* _Page text_:
----------------------------------------

Elvis Costello = Jolly Good!

"til we meet on Monster Island :),

Yours ever, Ian
 
Jocko said:
I think it is quite wrong to call Stalin a Fascist

It is wrong to call Stalin a Fascist, but not for the reasons you state.

Please check "Fascism" in wikipedia, and you will find a reasonably correct definition of Fascism, also check "Giovanni Gentile"which many think is the philosopher that somehow started it all, the same way as Marx and Engels with Communism.

Fascism and Communism are political doctrines derived from the work of important philosophers, there is a rigorous definition for both and the terms should not be abused.
Defining Communist any dictator than does not allow free market, and Fascist any dictator that does is just historically incorrect.
 
fgianni said:
It is wrong to call Stalin a Fascist, but not for the reasons you state.

Francesco, I don't want to get in a political argument, but I do not understand your objection. My point was that many people identify Stalin as a "Fascist" in order to falsely differentiate his tyranny from its origins in a supposedly benign Leninist or Trotskyite psuedomarxism. Personally I believe that Stalin simply pursued pre-existing trends in Leninism - but that is another matter.

I attempted no definition of Fascism. I lectured on Gentile - and the yet more interesting Evola - at the University of Wales in the 80s, so I do have a vague understanding of the subject. I completely agree that "Fascism and Communism are political doctrines derived from the work of important philosophers, [and that] there is a rigorous definition for both and the terms should not be abused. [that] Defining [as]Communist any dictator than does not allow free market, and Fascist any dictator that does is just historically incorrect". But, with respect, I said nothing of the sort.

All the best, Ian
 
Jocko said:
Francesco, I don't want to get in a political argument, but I do not understand your objection.

Ian

My message was not willing to start a political argument, you may notice that I carefully avoided to express any personally held opinion, I just wanted to point to the dangers of abusing terms like Fascism and Communism.

This practice is so common nowadays that almost no one understands the correct meaning anymore, and if we don't understand history, we are bound to repeat it.

Re reading the thread more carefully I now realize that I picked on the wrong guy so I apologize to you for my mistake.

All the best
 
Jocko said:
Oh Mighty Fedzilla of Infinite Cheeriness - it was OUR Reagan - CVBLZ4...
...Yours ever, Ian
Glad You appreciate Mr. Costello. Strange thing that he was appearing on an American sitcom with Charlie Sheen, ain't it? Lets not forget that he married one fabulous woman - Dianna Krall. Ain't she nice? And sings so sweetly. Maybe we could convince her to let us have a photo shoot using all our FEDs, Kievs and Zorkis. She's quite an eyefull.

My bad, I keep forgetting our own CVBLZ4 is named Reagan. Sorry Reagan, I find you most aggreeable.

----------------------------------------

* _Stored rows_:
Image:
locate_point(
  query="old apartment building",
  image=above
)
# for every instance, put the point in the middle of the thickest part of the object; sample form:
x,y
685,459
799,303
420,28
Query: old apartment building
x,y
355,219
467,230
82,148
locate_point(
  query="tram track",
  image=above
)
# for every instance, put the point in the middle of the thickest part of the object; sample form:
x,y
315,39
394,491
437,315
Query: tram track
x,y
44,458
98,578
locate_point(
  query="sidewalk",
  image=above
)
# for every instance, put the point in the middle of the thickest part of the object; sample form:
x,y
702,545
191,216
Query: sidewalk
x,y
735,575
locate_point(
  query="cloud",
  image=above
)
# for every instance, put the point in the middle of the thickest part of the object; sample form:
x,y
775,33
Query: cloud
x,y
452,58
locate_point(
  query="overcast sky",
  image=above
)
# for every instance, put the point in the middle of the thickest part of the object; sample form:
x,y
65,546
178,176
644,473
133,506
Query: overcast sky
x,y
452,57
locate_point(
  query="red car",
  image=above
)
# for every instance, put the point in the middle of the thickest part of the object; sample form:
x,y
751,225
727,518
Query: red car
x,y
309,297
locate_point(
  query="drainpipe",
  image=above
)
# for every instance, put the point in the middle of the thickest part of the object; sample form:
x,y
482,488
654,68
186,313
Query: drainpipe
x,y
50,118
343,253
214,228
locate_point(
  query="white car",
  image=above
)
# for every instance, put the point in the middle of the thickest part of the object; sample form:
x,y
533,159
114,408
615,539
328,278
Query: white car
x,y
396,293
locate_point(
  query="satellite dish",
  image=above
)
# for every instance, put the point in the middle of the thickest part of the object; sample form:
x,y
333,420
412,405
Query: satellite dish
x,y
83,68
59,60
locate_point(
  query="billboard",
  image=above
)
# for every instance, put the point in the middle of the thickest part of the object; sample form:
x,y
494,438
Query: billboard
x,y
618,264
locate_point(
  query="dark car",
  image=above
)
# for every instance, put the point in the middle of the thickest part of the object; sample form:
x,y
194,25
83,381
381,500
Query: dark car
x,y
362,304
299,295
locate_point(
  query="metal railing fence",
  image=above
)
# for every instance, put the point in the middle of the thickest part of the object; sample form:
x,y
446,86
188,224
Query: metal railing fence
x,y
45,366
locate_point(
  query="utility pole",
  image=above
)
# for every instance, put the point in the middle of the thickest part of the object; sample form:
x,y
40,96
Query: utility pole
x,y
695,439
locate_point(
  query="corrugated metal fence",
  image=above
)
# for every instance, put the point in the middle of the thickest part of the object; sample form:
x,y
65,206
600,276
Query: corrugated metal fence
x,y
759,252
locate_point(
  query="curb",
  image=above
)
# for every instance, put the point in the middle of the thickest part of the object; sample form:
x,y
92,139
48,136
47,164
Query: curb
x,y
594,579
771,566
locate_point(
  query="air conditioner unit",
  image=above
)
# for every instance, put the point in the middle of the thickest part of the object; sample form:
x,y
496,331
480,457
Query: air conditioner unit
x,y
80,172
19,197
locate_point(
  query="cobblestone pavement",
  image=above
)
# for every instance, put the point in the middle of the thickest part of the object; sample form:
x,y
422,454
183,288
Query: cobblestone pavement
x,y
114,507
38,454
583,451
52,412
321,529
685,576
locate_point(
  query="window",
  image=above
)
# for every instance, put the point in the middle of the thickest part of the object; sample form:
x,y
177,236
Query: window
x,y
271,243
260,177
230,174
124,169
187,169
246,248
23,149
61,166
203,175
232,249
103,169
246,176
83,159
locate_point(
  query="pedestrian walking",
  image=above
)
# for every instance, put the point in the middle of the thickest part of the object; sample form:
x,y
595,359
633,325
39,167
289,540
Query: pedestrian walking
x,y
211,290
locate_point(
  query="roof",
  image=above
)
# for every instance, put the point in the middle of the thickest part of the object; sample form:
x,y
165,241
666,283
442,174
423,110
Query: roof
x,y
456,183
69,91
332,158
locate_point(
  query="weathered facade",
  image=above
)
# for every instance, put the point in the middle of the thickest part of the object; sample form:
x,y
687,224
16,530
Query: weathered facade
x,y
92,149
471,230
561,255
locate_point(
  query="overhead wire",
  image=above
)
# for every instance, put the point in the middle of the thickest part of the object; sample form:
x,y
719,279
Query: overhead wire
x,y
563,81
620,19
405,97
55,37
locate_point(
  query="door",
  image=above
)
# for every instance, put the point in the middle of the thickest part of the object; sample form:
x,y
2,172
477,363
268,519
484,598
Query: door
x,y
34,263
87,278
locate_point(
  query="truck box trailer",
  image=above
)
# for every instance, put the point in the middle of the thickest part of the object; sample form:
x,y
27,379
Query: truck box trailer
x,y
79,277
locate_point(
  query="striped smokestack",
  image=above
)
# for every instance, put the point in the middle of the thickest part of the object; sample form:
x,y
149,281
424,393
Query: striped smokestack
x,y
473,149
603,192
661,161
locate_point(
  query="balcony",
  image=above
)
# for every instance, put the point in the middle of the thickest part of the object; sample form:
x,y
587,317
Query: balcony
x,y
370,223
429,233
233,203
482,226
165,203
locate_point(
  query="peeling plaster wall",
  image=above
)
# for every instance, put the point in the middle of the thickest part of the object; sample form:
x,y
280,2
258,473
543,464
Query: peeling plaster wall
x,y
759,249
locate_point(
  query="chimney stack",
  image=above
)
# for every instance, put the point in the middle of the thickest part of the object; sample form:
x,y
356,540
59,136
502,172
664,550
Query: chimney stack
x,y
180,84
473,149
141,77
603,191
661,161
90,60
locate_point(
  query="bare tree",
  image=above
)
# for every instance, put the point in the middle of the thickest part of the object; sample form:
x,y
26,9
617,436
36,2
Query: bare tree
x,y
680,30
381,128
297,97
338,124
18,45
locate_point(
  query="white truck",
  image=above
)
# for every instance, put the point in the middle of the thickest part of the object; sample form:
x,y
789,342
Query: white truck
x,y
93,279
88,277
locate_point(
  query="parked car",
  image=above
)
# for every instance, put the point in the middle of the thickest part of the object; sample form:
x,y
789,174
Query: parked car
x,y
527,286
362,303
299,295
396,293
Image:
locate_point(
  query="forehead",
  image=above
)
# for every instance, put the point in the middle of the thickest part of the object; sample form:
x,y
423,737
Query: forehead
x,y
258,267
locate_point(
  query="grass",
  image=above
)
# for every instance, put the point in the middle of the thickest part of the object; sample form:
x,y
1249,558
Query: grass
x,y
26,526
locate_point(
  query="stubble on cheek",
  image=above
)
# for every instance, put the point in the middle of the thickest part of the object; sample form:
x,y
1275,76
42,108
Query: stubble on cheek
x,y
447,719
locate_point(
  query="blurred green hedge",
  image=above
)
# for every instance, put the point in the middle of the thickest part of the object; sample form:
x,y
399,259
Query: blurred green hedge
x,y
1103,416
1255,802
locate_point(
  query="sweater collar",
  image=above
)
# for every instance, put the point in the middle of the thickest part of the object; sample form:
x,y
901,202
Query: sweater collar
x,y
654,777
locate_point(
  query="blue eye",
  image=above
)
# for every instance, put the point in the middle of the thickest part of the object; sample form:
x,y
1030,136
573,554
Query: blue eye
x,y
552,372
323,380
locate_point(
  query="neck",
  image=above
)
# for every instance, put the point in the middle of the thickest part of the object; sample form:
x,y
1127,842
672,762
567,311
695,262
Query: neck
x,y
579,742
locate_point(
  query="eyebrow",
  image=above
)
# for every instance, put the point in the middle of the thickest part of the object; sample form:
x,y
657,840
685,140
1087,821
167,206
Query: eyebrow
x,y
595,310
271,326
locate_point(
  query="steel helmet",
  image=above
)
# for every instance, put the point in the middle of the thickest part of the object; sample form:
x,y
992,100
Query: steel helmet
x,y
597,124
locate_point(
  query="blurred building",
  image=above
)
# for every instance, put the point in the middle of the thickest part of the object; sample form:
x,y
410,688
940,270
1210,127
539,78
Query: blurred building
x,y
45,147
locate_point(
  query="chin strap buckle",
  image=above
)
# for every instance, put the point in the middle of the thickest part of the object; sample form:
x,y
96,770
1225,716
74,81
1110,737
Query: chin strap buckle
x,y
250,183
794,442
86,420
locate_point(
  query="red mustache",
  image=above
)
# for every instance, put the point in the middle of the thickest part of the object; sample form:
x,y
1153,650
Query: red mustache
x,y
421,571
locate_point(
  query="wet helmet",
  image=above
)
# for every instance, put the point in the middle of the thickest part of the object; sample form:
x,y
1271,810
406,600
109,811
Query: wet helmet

----------------------------------------

* _Written task 1_:
Print everything in the forum thread from "I attempted no" down to "of the sort.", with no changes.
* _Written task 2_:
Select every line of the entries that contains the string "wall".

* _Complete answer 1_:
I attempted no definition of Fascism. I lectured on Gentile - and the yet more interesting Evola - at the University of Wales in the 80s, so I do have a vague understanding of the subject. I completely agree that "Fascism and Communism are political doctrines derived from the work of important philosophers, [and that] there is a rigorous definition for both and the terms should not be abused. [that] Defining [as]Communist any dictator than does not allow free market, and Fascist any dictator that does is just historically incorrect". But, with respect, I said nothing of the sort.

* _Complete answer 2_:
  query="peeling plaster wall",
Query: peeling plaster wall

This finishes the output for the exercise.